- **PAGE EXTRACT**
________________

Sather

Sather
Paradigmobject-oriented, functional
Designed bySteve Omohundro
DeveloperUniversity of California, Berkeley, University of Waikato, GNU project
First appeared1990
Stable release
1.2.3[1] / 7 July 2007; 17 years ago (7 July 2007)
Typing disciplinestatic, strong
Websitewww.gnu.org/software/sather/
Major implementations
ICSI Sather, GNU Sather
Influenced by
Eiffel, CLU, Common Lisp, Scheme
Influenced
Cool

Sather is an object-oriented programming language. It originated circa 1990 at the International Computer Science Institute (ICSI) at the University of California, Berkeley, developed by an international team led by Steve Omohundro. It supports garbage collection and generics by subtypes.

Originally, it was based on Eiffel, but it has diverged, and now includes several functional programming features.

The name is inspired by Eiffel; the Sather Tower is a recognizable landmark at Berkeley, named after Jane Krom Sather, the widow of Peder Sather, who donated large sums to the foundation of the university.

________________

[Pointing dataset excerpts]

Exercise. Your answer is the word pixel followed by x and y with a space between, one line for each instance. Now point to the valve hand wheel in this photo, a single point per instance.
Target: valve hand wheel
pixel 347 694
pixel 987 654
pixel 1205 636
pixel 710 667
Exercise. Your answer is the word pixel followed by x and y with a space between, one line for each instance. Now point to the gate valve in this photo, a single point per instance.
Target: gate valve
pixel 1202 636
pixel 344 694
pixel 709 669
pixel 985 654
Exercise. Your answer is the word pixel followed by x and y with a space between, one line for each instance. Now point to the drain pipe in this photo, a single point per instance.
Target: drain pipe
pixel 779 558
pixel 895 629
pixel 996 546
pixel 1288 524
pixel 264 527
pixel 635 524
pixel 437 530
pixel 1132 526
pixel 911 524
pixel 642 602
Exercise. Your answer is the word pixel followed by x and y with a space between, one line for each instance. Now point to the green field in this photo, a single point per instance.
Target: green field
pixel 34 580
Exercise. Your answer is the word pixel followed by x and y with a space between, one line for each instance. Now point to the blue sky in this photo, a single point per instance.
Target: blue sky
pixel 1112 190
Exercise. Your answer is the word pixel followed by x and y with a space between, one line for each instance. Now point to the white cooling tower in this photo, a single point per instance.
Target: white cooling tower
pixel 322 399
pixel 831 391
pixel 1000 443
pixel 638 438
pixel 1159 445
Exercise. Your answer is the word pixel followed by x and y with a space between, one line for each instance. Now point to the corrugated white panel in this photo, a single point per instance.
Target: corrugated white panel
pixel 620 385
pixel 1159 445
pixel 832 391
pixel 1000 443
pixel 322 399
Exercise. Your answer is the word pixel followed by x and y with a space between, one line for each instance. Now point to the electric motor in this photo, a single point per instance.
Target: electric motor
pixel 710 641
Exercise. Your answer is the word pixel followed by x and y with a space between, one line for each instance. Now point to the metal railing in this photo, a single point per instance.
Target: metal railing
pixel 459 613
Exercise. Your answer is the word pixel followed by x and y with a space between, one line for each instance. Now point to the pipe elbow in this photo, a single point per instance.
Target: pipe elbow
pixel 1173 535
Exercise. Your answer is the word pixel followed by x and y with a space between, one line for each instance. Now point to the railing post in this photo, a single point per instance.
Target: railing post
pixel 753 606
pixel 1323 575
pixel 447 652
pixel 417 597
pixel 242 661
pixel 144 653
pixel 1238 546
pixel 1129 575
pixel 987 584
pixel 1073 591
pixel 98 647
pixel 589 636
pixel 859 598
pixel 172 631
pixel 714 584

________________

- **SET OF TASKS**
- a) In the article on the Sather language, at which institute did the language originate around 1990?
- b) Carry on the article about the Sather programming language, picking up after its final sentence.

- **TASK ANSWERS**
- a) The International Computer Science Institute (ICSI) at the University of California, Berkeley.

- b)
Sather also takes inspiration from other programming languages and paradigms: iterators, design by contract, abstract classes, multiple inheritance, anonymous functions, operator overloading, contravariant type system.

The original Berkeley implementation (last stable version 1.1 was released in 1995, no longer maintained[2]) has been adopted by the Free Software Foundation therefore becoming GNU Sather. Last stable GNU version (1.2.3) was released in July 2007[3] and the software is currently not maintained. There were several other variants: Sather-K from the University of Karlsruhe;[4][5] Sather-W from the University of Waikato[6] (implementation of Sather version 1.3); Peter Naulls' port of ICSI Sather 1.1 to RISC OS;[7] and pSather,[8][9] a parallel version of ICSI Sather addressing non-uniform memory access multiprocessor architectures but presenting a shared memory model to the programmer.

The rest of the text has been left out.